• WHAT IS NEEDED: Copy the entries word for word, beginning with the first line and stopping after the line that contains "[420,33,750,67]".

• RECORDED INFORMATION:

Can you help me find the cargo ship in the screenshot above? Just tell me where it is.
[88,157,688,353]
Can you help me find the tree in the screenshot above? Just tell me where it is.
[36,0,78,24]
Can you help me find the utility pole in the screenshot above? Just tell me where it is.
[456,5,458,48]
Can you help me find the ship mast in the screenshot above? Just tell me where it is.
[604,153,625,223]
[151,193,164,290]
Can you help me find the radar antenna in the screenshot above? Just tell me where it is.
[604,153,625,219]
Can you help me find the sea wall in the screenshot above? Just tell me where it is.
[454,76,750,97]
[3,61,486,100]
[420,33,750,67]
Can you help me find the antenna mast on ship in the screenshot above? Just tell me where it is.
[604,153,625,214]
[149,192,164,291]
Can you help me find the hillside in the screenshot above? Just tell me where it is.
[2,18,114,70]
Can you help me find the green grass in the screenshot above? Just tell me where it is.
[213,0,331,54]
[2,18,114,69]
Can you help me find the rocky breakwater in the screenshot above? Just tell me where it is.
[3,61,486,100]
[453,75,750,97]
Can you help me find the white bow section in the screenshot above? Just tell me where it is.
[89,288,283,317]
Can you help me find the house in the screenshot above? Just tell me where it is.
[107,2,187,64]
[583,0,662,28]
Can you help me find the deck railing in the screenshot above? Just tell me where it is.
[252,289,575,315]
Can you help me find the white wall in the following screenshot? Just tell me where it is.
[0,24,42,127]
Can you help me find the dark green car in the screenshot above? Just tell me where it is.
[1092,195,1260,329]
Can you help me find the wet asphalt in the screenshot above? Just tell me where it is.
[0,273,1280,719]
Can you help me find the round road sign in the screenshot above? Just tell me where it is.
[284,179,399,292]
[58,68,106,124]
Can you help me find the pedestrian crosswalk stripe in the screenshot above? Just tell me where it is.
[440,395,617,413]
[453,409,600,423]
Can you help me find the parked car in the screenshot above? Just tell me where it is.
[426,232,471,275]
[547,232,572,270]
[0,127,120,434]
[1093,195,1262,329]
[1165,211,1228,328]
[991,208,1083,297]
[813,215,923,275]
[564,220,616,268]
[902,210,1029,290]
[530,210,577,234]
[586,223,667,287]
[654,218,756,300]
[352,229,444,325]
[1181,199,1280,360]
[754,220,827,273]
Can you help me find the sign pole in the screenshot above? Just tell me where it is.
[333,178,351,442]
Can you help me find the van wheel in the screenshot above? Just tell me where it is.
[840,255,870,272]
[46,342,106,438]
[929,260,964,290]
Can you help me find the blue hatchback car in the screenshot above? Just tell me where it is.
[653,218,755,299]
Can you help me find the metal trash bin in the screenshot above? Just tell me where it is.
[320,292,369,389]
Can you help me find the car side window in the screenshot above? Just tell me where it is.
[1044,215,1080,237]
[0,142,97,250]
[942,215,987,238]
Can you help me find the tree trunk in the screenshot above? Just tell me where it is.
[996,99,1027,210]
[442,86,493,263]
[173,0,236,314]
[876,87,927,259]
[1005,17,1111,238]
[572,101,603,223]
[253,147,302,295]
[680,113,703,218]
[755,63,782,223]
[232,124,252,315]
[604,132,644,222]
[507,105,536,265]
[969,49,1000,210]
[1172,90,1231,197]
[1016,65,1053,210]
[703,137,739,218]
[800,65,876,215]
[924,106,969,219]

• PROBLEM SOLUTION:
Can you help me find the cargo ship in the screenshot above? Just tell me where it is.
[88,157,688,353]
Can you help me find the tree in the screenshot above? Just tell me where it is.
[36,0,78,24]
Can you help me find the utility pole in the screenshot above? Just tell me where it is.
[456,5,458,48]
Can you help me find the ship mast in the screenshot above? Just tell me where it is.
[604,153,625,223]
[151,193,164,290]
Can you help me find the radar antenna in the screenshot above? Just tell me where it is.
[604,153,625,219]
Can you help me find the sea wall in the screenshot above? Just tell me where it is.
[454,76,750,97]
[3,61,486,100]
[420,33,750,67]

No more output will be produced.